- Stored data:
═══

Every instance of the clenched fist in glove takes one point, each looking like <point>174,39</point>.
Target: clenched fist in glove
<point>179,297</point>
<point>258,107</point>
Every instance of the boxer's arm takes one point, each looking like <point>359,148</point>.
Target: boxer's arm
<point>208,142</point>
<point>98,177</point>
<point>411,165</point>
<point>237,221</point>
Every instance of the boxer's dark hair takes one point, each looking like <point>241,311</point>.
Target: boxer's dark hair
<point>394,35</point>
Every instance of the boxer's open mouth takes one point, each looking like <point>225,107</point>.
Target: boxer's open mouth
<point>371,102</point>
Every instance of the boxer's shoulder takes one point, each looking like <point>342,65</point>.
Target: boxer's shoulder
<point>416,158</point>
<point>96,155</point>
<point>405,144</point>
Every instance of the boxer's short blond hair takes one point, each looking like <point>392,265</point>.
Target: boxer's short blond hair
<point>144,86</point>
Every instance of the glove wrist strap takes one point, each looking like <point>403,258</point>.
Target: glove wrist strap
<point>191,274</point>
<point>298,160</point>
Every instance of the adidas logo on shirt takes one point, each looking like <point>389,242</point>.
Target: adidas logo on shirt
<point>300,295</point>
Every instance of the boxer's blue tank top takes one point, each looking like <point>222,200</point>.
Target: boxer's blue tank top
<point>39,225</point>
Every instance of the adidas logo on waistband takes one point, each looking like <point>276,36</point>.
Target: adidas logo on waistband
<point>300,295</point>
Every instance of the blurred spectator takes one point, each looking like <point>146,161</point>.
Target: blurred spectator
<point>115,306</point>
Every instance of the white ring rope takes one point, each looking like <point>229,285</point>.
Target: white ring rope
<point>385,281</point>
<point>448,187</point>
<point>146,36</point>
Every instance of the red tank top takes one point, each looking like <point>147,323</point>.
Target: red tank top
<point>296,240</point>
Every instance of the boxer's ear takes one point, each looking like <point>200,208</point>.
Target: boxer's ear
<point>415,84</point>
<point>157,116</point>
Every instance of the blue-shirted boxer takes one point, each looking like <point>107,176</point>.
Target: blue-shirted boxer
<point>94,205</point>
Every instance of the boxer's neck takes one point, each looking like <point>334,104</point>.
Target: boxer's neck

═══

Render all of the material above as a numbered list with one line per entry, omitting any blank lines.

1. Every instance of the clenched fist in glove takes one point, each looking like <point>174,39</point>.
2. Target: clenched fist in glove
3. <point>179,297</point>
4. <point>258,107</point>
5. Every instance of the boxer's arm takes one point, each looking like <point>359,148</point>.
6. Target: boxer's arm
7. <point>208,142</point>
8. <point>98,177</point>
9. <point>411,165</point>
10. <point>237,221</point>
11. Every instance of the boxer's dark hair takes one point, each looking like <point>241,311</point>.
12. Target: boxer's dark hair
13. <point>394,35</point>
14. Every instance of the boxer's open mouth takes one point, each looking like <point>225,107</point>.
15. Target: boxer's open mouth
16. <point>371,102</point>
17. Every instance of the boxer's shoulder takes one point, each looking like <point>342,65</point>.
18. Target: boxer's shoulder
19. <point>416,158</point>
20. <point>96,155</point>
21. <point>405,144</point>
22. Every instance of the boxer's short blond hair takes one point, each looking like <point>392,265</point>.
23. Target: boxer's short blond hair
24. <point>144,86</point>
25. Every instance of the glove wrist strap takes one point, each looking like <point>403,258</point>.
26. Target: glove wrist strap
27. <point>191,274</point>
28. <point>298,160</point>
29. Every instance of the adidas logo on shirt takes one point, each looking like <point>389,242</point>.
30. Target: adidas logo on shirt
31. <point>300,295</point>
32. Every instance of the boxer's blue tank top takes one point, each looking like <point>222,200</point>.
33. Target: boxer's blue tank top
34. <point>39,225</point>
35. Every instance of the adidas logo on waistband takes one point, each looking like <point>276,36</point>.
36. Target: adidas logo on waistband
37. <point>300,295</point>
38. Every instance of the blurred spectator takes one point, each looking like <point>146,161</point>.
39. Target: blurred spectator
40. <point>115,306</point>
41. Every instance of the white ring rope takes one point, each looking like <point>229,285</point>.
42. Target: white ring rope
43. <point>385,281</point>
44. <point>448,187</point>
45. <point>146,36</point>
46. Every instance of the red tank top takes one point, each looking like <point>147,323</point>.
47. Target: red tank top
48. <point>296,240</point>
49. Every instance of the boxer's ear takes one point, each looking like <point>200,208</point>.
50. Target: boxer's ear
51. <point>415,84</point>
52. <point>157,116</point>
53. Every instance of the blue-shirted boxer takes one point, each looking like <point>107,176</point>.
54. Target: blue-shirted boxer
55. <point>94,205</point>
56. Every instance of the boxer's neck takes one point, each looking like <point>334,104</point>.
57. Target: boxer's neck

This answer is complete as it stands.